[Your objective]
Please reproduce every one of the lines below word for word, without changing or leaving out anything.

Entries for identifying locations
====================

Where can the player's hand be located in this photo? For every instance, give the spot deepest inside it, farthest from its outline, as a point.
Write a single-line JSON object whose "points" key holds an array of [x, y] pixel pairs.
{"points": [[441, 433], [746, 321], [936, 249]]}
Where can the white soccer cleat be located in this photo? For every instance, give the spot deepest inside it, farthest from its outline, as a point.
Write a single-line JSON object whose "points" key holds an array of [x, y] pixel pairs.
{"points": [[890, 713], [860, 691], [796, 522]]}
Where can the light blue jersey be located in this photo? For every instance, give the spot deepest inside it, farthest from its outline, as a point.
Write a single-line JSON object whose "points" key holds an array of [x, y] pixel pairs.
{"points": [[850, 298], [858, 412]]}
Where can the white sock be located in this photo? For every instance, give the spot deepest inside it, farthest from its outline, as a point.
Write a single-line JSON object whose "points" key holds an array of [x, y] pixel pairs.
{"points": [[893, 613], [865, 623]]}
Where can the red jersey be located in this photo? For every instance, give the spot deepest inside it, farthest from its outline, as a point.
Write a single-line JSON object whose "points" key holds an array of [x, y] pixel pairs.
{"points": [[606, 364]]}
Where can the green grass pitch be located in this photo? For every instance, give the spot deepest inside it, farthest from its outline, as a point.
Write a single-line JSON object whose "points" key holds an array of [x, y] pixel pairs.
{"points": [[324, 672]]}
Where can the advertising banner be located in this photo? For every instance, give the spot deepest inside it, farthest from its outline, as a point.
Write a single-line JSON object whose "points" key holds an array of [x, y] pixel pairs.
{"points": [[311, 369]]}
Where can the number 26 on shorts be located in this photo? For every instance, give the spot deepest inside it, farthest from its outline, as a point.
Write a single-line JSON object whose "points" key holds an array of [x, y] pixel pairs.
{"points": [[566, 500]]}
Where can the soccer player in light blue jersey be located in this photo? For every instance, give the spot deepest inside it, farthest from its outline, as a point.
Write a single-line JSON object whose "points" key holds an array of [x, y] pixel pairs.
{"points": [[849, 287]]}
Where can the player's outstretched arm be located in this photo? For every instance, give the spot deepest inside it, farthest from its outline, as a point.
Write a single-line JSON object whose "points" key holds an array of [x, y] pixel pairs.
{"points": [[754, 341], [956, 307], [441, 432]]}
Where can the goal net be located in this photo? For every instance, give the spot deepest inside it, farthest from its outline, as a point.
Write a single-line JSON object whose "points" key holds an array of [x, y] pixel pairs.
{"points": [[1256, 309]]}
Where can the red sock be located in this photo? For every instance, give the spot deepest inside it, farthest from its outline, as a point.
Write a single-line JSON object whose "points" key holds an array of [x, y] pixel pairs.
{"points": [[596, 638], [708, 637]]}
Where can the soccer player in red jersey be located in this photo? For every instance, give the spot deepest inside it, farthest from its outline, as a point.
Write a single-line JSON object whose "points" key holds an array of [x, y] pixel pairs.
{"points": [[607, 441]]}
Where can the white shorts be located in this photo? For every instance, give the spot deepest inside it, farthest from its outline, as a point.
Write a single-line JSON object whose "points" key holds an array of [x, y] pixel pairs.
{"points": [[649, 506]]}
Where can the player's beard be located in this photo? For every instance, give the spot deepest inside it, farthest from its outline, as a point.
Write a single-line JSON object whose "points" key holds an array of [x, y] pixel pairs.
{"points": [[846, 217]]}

====================

[Exercise solution]
Where can the player's hand be located in this photo? For every instance, give the spot deepest inside it, farthest from its outline, as a point.
Write a single-line JSON object whose "points" key holds an array of [x, y] pixel pairs.
{"points": [[441, 433], [746, 321], [936, 249]]}
Where can the white soccer cleat be located in this photo? For every instance, give the spot deepest inside it, farthest from its outline, as a point.
Write a single-line JSON object whose "points" key holds an array of [x, y] pixel pairs.
{"points": [[890, 713], [860, 691], [796, 522]]}
Where can the light blue jersey be located in this photo? For every instance, give the spot deepest inside it, farthest from its outline, as a point.
Write a single-line JSON object whose "points" key holds an array of [x, y] pixel pairs.
{"points": [[850, 298], [858, 412]]}
Where can the white sock be located in this photo? For every instance, give the spot deepest inside it, farthest from its outline, as a point.
Write a single-line JSON object whose "points" key holds an array of [x, y] pixel pairs.
{"points": [[893, 613], [865, 623]]}
Where can the red jersey be located in this photo? For every instance, give the spot deepest inside it, farthest from its outline, as a point.
Write a single-line JSON object whose "points" key holds an array of [x, y] pixel pairs.
{"points": [[606, 364]]}
Where can the green grass pitch be located in this photo? For every instance, give the spot deepest inside it, farthest from its outline, as a point.
Write a single-line JSON object whose "points" key holds an array of [x, y] pixel pairs.
{"points": [[324, 672]]}
Where can the advertising banner be located in this photo? For every instance, give the spot deepest inside it, farthest from its outline, as a point.
Write a single-line JSON object whose "points" key holds an array of [x, y] pixel pairs.
{"points": [[311, 369]]}
Where can the number 26 on shorts be located in this photo? For every instance, give the spot deepest inside it, farthest from its outline, as a point.
Write a single-line JSON object whose "points" key holds an array of [x, y] pixel pairs.
{"points": [[566, 500]]}
Where can the soccer player in light blue jersey be located in this photo? For every instance, give the spot deepest inside it, farthest from its outline, as a point.
Write a single-line JSON object whose "points" key holds an array of [x, y] pixel pairs.
{"points": [[849, 287]]}
Where can the player's outstretched arm be located in this photo? For every instance, give the spot deepest inside it, farthest from its outline, as a point.
Write a single-line JSON object whose "points" key holds an array of [x, y] pixel pairs.
{"points": [[754, 341], [956, 307], [441, 432]]}
Where can the goal net be located in this photo? For every instance, give the spot deepest inside it, farthest from its outline, as a point.
Write a single-line JSON object whose "points" key holds an array of [x, y] pixel pairs.
{"points": [[1256, 309]]}
Where can the red sock be located in this photo? For every instance, give the spot deepest inside it, farthest from its outline, as a point.
Write a single-line JSON object whose "points" key holds an array of [x, y] pixel pairs.
{"points": [[596, 638], [708, 637]]}
Where can the soccer player in red jersey be located in this photo? For every instance, give the spot deepest inside it, farthest from its outline, as a point.
Write a single-line JSON object whose "points" key holds an array of [x, y] pixel pairs.
{"points": [[607, 441]]}
Where can the white shorts be located in this photo? For every instance, give the spot deepest inside it, farthest from its outline, as a point.
Write a single-line JSON object whose "points" key holds an array of [x, y] pixel pairs.
{"points": [[649, 506]]}
Where can the player's beard be located in this photo? For every instance, give the spot deepest inside it, farthest from its outline, as a point.
Write a single-line JSON object whose "points" key holds an array of [x, y] pixel pairs.
{"points": [[846, 217]]}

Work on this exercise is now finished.